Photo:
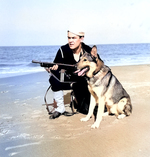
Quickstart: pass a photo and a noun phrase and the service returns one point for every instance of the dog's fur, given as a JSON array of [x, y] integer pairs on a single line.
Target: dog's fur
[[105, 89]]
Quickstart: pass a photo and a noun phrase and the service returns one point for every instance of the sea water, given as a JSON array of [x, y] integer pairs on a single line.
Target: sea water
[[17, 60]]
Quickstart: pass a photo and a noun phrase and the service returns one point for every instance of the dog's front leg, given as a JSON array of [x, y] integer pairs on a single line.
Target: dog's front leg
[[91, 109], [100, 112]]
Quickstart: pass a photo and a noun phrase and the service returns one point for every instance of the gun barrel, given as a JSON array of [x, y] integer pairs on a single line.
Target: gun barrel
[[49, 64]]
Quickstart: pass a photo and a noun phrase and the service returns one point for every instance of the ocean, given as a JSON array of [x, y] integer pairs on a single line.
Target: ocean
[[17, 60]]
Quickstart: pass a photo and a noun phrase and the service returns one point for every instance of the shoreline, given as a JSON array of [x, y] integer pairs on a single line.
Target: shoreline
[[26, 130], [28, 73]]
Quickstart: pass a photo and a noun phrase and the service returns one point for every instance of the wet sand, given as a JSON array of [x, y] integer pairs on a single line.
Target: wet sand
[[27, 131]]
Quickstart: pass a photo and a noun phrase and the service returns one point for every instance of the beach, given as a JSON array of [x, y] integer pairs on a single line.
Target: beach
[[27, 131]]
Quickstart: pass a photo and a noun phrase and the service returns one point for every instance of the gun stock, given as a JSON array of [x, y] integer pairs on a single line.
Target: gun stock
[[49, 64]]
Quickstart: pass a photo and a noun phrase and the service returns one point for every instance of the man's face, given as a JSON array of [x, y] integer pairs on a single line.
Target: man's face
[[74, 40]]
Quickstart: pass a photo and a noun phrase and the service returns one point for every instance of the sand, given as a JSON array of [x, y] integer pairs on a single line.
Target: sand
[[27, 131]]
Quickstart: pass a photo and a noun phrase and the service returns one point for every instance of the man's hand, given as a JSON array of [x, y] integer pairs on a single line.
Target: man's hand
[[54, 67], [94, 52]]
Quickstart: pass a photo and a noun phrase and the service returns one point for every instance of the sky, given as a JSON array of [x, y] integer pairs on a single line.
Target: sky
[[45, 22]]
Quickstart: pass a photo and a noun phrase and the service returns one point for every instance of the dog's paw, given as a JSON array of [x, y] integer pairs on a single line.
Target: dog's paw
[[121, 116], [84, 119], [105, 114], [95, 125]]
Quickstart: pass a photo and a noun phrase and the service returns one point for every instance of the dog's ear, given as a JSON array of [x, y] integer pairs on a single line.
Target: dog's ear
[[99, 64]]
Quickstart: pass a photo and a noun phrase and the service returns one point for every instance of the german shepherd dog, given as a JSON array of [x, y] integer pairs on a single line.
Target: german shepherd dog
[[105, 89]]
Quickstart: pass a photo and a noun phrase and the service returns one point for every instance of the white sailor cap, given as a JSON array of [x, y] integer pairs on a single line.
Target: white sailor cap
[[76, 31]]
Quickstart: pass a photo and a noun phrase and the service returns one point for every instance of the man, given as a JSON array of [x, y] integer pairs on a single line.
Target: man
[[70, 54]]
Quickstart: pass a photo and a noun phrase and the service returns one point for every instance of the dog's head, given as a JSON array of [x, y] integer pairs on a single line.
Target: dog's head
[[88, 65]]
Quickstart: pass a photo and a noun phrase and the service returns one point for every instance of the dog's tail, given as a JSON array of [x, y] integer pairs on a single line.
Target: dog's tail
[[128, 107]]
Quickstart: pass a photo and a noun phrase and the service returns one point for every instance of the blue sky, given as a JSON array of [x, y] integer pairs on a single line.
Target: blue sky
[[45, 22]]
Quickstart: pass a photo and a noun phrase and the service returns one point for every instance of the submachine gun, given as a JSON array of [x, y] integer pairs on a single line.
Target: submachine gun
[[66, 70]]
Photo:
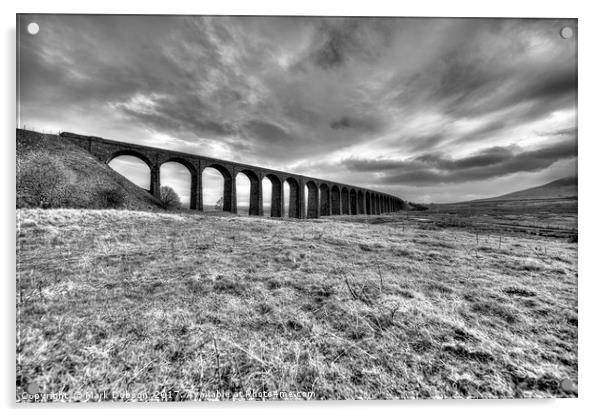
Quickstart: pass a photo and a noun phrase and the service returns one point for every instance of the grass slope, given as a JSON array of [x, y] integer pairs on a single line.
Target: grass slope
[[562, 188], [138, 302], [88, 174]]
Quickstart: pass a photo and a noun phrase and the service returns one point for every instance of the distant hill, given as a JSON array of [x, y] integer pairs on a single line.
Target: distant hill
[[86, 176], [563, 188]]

__Requirements__.
Put all of the rows above into a numbered list, one line per item, skipping any blank lines and leaving the pictures out.

__Written reply__.
1. Photo:
2. Quickstart: pass a photo and a noun phrase and the service returns one point for every instance of the dog's fur, given as a JSON array of [x, y] integer pairs on a single line.
3. Target: dog's fur
4. [[105, 89]]
5. Quickstart: pass a photo and a noun phrase and the service returns one point for every instance of the sea water, given as a JSON array of [x, y] integer pairs on a single line.
6. Target: sea water
7. [[17, 60]]
8. Quickstart: pass a photo and a noun phrase and the service returns one point for every instance of the dog's front leg, given as a JSON array of [x, y] integer pairs on a single line.
9. Target: dog's front leg
10. [[91, 109], [100, 112]]
11. Quickstart: pass a photo and a noun phrase and the service returns one point for every instance of the gun barrel, given as a JSON array of [x, y] integer pairs on a single line.
12. Target: gun barrel
13. [[49, 64]]
14. Quickstart: pass a photo and a noun phrase and the service returns one point for every instance of the ocean, given as a JSON array of [x, y] integer pairs on a single line.
15. Target: ocean
16. [[17, 60]]
17. Quickstart: pass a photo and a noun phrase and the service returns one point for every instance of the shoreline, given as a JSON array of [x, y] integer pairs on a single line.
18. Target: shoreline
19. [[26, 130], [28, 73]]
20. Quickstart: pass a photo and a noun phrase and the service returns one point for every instance of the wet sand, given as a JSON array of [x, y] integer pairs on a single line.
21. Target: wet sand
22. [[27, 131]]
23. Quickstart: pass a photo and a noun phrase and the service returns one point for every instance of the beach, given as a JSON array of [x, y] integer pairs on a single line.
24. Target: beach
25. [[27, 131]]
26. Quickstart: pass a photo and a noun phrase and the service returns one point for every instance of the gun stock, given as a JSON array of [x, y] integer pairs on a single line.
27. Target: gun stock
28. [[49, 64]]
29. Quickstart: pass a photo and a noun phrase and the service returns one point for every instance of the man's face, given as a JSON array of [x, y] integer pairs on a single line.
30. Target: man's face
31. [[74, 40]]
32. Quickstart: pass a photo and a noun phrase and the service returns one point for every instance of the sand, given as a JSON array of [x, y] integer pairs on a single line.
33. Target: sand
34. [[27, 131]]
35. Quickstart: pass a photo and a noun phrase and the service returns one point for every instance of the man's hand, given as a JSON array of [x, y] integer pairs on a single line.
36. Target: man's hand
37. [[54, 67], [94, 52]]
38. Quickstart: pass a photo and a noun phrase and the service returns one point for every instance of the sky, given as a JSON array of [x, y] integer pairs on a single line.
39. Target: sky
40. [[45, 22]]
41. Quickstart: pass a photo and a noun phrase and the service returns one point for every instance of the dog's paw, given as a JSON array of [x, y] integer pairs on a single line.
42. Target: dog's paw
43. [[121, 116], [84, 119], [105, 114], [95, 125]]
44. Quickstart: pass a photo and a noun phrase and the service returns one point for every instance of the dog's ear, given as a JSON array of [x, y] integer pairs on a single line.
45. Target: dog's ear
46. [[99, 64]]
47. Quickstart: pass a photo and a noun phrase and the service returns one point for every instance of the german shepherd dog, given as a JSON array of [x, y] integer pairs on a single line.
48. Target: german shepherd dog
49. [[105, 89]]
50. Quickstart: pass a photo and a noun phrase and the service returns one point for every instance of the white sailor cap, given as a JSON array of [x, y] integer pairs on a single line.
51. Target: white sailor cap
52. [[76, 31]]
53. Quickstart: pass a photo and a noun phrase and the service returns one point for every instance of the man, given as a JSON array of [x, y] integer pairs on a single line.
54. Target: man
55. [[70, 54]]
56. Quickstart: pass a photo and a noun phrase and the service returns one point for every instance of the dog's head, given as a JSON array of [x, y] integer pairs on a single line.
57. Target: dog's head
58. [[88, 65]]
59. Quickstart: pass a photo and a noun phrase and the service returns one point for every instance of the dog's tail, given as a JSON array of [x, y] integer pairs on a single line.
60. Target: dog's tail
61. [[128, 107]]
62. Quickstart: pass a photo and a noun phrase and the service returns one point for every instance of the blue sky, given as a JSON array of [x, y] integer pairs on a single line.
63. Target: blue sky
64. [[45, 22]]
65. Quickstart: pass a photo and a noun phrase and the service returns one point for every instance of the submachine gun, given as a JSON array of [x, y] integer pairs on a single line.
66. Target: submachine gun
67. [[66, 70]]
68. Photo:
69. Quickstart: pass a photo and a noun phrase and the service returns one point for every instance of the grass slope, given as a JSON array of [x, y] integer pairs on a single line.
70. Target: grass slope
71. [[562, 188], [138, 302], [88, 174]]
72. Quickstart: pass a photo and a noun phrase and the service returns one point for every instance of the distant hill, given as a JSON array of [x, y] integer pairs on a single line.
73. Target: distant hill
74. [[86, 176], [563, 188]]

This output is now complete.